→ What the exercise asks:
Find each line in the records below that contains the string "cliff", and copy those lines.

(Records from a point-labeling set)

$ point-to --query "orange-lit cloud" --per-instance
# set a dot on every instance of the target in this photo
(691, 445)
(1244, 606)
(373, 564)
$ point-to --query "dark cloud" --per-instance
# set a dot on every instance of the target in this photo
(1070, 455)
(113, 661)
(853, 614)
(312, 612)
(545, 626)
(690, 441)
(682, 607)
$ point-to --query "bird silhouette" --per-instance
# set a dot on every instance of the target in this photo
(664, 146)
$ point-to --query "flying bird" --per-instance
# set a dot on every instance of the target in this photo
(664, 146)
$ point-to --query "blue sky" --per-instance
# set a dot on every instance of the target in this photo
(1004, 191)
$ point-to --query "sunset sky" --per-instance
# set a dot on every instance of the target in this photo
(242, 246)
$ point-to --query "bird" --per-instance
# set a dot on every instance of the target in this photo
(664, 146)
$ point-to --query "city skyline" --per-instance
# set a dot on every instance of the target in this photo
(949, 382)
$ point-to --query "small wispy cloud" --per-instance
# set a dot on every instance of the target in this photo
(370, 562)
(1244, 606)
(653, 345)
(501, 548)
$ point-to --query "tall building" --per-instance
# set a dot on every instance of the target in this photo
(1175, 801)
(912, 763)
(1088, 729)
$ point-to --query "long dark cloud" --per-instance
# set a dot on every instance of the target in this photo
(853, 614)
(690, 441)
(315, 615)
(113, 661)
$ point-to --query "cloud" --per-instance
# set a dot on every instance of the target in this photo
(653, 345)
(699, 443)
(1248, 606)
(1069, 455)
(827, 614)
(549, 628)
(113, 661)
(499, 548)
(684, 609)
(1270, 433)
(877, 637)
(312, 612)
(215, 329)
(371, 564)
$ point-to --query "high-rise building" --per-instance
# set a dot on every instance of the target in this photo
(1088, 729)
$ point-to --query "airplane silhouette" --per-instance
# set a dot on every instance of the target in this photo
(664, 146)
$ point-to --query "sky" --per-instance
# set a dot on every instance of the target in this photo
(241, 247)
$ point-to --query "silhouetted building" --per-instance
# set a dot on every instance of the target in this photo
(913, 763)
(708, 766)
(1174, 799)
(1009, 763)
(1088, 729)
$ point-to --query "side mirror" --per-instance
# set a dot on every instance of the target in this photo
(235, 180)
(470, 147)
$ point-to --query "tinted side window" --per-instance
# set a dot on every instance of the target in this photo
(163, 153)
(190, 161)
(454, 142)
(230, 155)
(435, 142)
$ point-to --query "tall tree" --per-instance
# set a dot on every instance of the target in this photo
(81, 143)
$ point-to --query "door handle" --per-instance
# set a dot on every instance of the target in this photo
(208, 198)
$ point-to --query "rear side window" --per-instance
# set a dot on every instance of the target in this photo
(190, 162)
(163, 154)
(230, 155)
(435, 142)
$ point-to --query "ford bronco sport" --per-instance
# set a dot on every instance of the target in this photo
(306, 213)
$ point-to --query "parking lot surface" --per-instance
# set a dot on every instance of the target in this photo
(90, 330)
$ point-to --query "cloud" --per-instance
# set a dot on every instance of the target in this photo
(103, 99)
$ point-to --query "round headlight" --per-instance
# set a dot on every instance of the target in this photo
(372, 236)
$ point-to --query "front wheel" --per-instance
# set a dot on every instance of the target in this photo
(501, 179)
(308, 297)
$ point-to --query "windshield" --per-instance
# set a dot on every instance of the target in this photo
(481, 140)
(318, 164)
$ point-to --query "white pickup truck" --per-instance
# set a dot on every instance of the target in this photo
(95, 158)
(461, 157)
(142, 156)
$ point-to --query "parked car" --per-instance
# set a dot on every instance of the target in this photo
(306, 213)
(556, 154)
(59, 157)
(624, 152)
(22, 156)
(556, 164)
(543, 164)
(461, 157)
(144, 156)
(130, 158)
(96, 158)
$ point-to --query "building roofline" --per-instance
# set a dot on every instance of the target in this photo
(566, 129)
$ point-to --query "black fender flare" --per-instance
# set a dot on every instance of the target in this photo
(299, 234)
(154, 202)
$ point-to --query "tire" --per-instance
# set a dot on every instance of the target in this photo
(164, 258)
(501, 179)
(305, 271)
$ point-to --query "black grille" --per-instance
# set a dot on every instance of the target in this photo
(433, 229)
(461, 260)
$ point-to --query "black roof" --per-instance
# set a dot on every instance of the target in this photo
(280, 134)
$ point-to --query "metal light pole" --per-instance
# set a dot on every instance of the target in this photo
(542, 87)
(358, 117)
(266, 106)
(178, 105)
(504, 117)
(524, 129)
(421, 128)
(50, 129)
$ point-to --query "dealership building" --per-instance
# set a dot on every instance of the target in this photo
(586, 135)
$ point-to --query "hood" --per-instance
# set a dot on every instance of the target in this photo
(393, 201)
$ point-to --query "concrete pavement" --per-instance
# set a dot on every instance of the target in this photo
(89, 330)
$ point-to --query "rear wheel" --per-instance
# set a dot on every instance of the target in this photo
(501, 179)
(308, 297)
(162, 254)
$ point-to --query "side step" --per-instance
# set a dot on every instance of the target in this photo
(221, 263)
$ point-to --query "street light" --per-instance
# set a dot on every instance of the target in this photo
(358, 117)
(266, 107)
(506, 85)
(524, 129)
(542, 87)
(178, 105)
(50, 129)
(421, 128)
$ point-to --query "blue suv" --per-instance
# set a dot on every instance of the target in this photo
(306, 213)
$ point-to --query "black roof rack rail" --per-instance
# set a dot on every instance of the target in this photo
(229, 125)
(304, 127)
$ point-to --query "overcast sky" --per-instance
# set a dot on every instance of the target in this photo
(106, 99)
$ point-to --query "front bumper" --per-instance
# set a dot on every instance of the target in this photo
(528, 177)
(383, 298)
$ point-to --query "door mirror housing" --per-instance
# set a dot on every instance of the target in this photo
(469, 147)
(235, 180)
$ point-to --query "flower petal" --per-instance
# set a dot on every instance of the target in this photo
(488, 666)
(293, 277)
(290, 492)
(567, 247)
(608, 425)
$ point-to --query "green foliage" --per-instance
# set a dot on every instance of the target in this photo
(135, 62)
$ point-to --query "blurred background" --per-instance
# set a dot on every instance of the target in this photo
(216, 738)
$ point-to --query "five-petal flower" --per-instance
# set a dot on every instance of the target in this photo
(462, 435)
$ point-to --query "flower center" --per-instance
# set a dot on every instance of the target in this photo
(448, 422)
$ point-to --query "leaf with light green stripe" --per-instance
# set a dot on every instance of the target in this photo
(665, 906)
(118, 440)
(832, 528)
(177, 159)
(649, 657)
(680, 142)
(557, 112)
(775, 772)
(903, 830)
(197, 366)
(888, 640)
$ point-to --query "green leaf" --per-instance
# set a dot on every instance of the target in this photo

* * *

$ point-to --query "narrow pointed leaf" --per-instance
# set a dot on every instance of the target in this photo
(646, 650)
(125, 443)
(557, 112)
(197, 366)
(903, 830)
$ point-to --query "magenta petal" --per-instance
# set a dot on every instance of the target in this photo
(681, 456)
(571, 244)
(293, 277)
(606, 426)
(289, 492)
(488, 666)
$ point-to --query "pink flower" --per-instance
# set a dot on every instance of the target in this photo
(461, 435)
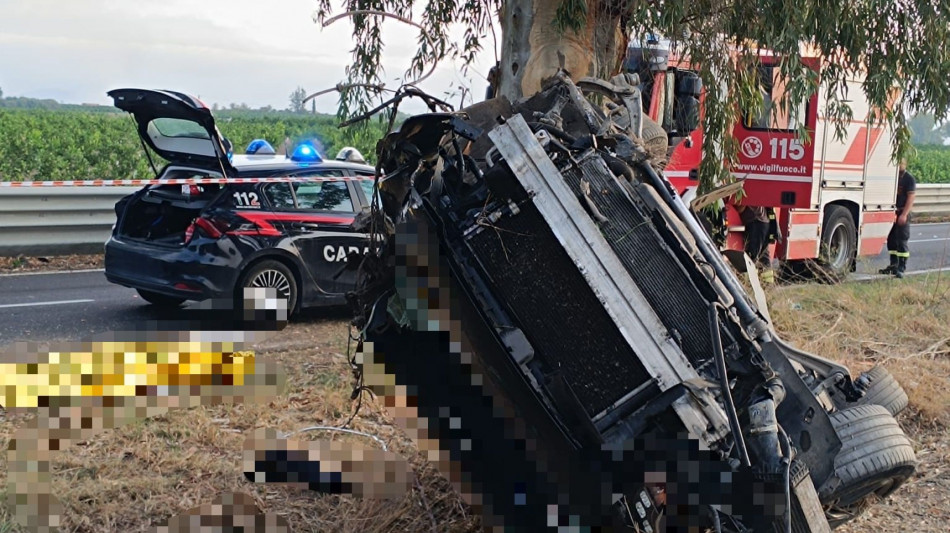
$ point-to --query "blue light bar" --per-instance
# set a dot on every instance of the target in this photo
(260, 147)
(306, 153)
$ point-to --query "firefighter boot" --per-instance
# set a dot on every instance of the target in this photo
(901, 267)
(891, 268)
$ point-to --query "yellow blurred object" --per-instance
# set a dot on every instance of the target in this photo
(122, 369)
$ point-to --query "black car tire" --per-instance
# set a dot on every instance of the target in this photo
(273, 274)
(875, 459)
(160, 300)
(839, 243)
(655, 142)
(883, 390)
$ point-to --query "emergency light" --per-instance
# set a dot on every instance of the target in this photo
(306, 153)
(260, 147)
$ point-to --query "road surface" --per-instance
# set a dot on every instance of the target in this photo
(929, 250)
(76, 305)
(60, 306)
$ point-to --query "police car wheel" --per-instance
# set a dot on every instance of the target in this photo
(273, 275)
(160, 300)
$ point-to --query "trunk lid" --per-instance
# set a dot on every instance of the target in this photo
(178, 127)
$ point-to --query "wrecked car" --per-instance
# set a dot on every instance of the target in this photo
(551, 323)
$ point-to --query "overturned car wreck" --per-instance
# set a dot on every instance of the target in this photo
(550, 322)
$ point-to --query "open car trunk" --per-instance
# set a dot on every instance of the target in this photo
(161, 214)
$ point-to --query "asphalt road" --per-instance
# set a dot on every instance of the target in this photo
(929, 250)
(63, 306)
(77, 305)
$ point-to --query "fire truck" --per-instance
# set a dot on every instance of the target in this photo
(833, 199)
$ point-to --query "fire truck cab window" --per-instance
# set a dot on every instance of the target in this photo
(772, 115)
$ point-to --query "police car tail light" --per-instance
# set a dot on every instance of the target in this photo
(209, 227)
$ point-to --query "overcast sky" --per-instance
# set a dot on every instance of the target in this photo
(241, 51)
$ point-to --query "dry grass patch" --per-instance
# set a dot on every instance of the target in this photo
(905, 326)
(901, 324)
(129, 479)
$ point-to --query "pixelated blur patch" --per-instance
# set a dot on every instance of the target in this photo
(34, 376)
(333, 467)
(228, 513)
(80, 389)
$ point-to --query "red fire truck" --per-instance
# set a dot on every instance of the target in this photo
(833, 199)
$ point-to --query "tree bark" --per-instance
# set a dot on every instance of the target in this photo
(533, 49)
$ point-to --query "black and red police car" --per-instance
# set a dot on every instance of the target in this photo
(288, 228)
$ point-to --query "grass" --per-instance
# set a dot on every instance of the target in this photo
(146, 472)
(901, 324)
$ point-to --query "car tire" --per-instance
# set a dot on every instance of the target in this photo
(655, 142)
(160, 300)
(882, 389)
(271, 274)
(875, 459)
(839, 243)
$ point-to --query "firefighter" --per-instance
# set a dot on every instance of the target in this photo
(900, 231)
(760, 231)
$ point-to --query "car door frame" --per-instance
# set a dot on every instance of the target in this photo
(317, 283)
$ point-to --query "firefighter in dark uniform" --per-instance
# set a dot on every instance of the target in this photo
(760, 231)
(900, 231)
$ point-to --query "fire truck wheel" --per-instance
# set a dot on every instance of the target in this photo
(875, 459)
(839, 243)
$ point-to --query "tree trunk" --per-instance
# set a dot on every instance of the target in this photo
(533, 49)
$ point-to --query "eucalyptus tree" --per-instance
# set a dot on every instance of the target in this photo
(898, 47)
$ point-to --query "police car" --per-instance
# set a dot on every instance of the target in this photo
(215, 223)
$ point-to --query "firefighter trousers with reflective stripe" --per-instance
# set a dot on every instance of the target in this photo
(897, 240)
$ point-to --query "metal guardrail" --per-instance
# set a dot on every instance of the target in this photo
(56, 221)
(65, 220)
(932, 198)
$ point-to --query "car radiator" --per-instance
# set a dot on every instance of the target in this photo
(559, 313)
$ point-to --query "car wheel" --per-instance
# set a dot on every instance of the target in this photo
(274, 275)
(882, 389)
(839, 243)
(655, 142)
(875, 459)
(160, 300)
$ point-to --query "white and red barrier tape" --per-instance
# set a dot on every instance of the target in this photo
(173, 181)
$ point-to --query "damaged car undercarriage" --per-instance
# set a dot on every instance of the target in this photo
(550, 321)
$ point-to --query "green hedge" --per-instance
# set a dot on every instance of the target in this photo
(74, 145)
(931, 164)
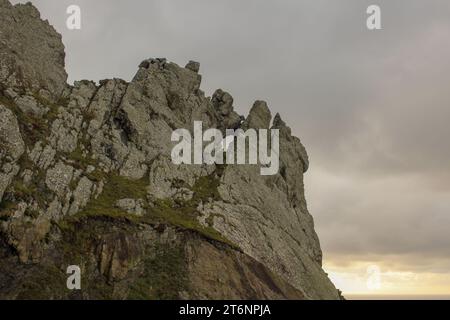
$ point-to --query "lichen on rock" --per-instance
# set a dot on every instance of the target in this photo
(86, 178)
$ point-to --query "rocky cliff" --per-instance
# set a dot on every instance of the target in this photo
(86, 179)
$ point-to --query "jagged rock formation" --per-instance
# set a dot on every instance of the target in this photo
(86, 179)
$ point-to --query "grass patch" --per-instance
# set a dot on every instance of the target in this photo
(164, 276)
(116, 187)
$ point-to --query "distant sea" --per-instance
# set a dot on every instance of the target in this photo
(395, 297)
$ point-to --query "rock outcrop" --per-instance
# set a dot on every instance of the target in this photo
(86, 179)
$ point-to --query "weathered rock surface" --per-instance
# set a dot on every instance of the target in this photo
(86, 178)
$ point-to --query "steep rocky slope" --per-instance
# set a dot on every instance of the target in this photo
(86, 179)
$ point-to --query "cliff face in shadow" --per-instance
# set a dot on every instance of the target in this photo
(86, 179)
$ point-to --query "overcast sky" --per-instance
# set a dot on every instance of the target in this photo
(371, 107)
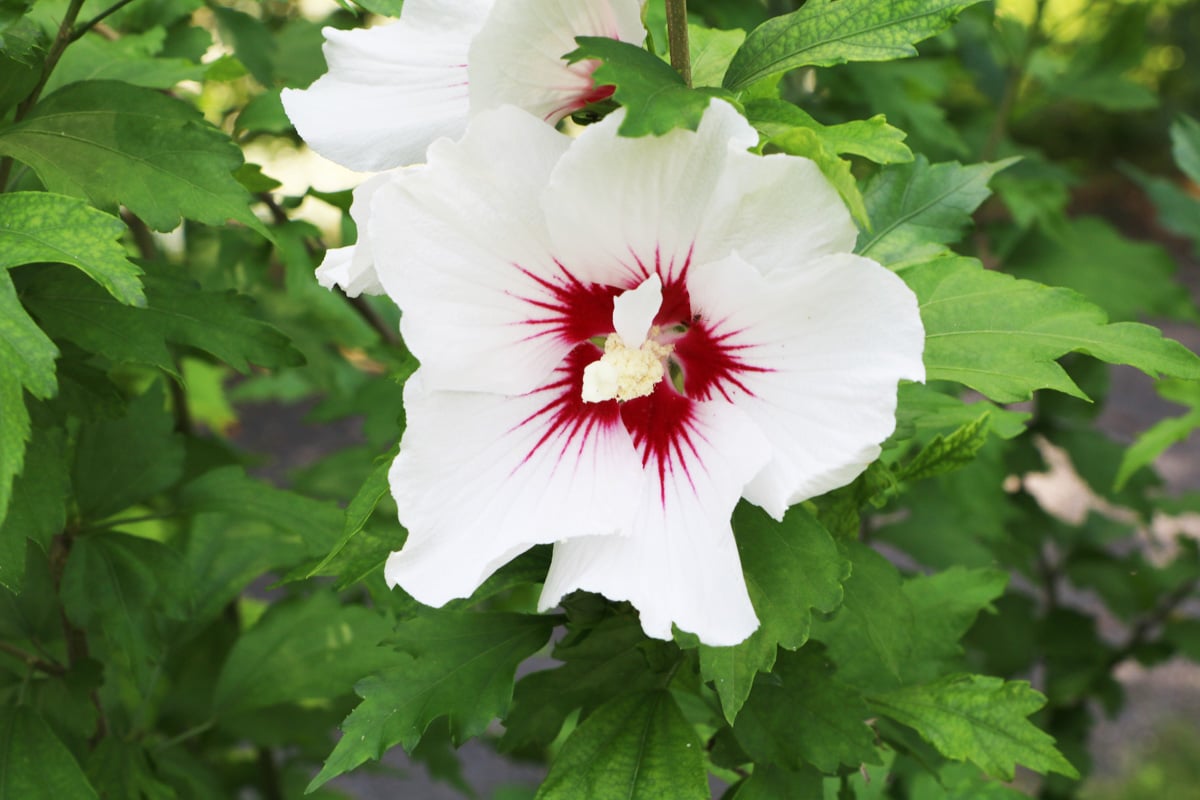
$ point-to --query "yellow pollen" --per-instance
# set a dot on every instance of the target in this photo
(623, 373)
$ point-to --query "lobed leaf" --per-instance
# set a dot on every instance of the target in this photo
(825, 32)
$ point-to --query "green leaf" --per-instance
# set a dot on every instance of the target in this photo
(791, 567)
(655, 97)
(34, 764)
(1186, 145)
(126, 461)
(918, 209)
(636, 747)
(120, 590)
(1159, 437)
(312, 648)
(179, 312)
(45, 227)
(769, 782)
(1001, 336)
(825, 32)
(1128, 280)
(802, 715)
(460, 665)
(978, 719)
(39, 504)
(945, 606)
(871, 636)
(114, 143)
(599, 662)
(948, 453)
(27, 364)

---

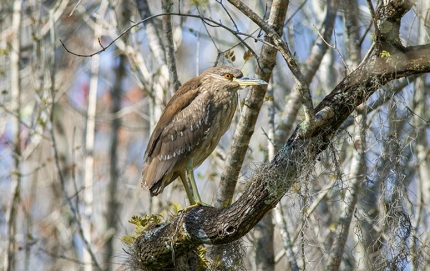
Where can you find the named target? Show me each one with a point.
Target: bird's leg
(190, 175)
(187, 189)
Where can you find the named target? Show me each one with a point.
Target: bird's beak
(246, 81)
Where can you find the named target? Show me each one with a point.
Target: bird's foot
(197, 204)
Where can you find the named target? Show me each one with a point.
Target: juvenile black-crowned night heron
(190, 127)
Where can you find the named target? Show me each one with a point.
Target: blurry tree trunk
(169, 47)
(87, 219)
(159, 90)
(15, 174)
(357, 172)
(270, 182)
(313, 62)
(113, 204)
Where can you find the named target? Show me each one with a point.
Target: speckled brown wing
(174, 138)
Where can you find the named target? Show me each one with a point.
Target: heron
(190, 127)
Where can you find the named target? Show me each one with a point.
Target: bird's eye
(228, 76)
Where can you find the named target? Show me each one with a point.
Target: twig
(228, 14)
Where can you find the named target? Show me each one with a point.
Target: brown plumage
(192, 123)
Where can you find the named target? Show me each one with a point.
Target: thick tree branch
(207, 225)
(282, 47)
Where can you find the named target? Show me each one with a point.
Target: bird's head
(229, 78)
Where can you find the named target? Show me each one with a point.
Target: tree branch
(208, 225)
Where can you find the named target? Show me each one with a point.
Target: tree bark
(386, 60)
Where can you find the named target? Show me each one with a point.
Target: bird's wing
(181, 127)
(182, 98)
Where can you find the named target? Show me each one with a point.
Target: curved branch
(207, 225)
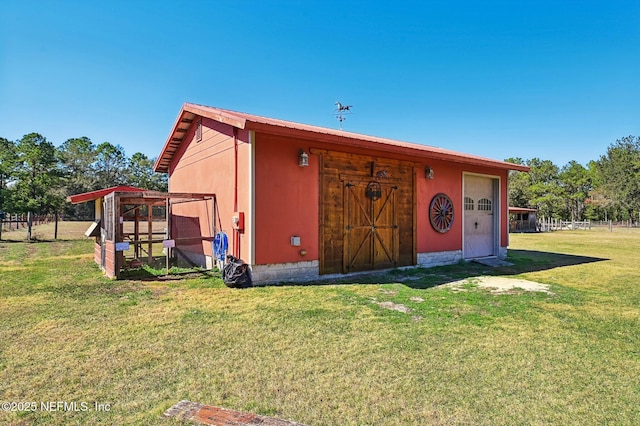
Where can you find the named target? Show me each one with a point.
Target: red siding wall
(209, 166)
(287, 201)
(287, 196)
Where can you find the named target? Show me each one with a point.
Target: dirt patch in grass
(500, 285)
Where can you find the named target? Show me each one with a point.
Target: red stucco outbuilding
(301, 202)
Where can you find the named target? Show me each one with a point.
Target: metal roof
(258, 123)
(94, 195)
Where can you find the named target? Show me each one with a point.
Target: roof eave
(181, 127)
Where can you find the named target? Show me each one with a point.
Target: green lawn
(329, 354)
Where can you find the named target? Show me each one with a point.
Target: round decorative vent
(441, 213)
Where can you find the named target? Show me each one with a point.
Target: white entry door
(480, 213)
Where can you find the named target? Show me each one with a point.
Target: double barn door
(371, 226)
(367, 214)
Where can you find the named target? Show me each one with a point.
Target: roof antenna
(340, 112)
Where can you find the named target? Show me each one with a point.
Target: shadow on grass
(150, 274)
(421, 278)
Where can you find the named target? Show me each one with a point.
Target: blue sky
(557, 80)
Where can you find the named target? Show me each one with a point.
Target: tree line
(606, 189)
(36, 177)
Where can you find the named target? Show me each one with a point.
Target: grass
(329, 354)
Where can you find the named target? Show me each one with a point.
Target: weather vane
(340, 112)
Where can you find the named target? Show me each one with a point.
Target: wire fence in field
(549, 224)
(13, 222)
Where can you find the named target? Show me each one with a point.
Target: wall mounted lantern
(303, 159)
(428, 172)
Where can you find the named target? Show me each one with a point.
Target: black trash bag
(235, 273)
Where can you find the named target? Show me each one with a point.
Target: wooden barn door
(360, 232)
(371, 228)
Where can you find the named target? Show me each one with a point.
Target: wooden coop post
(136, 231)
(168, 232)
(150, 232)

→ Expected output:
$ point-to --query "rocky cliff" --per-instance
$ point-to --query "cliff face in shadow" --per-instance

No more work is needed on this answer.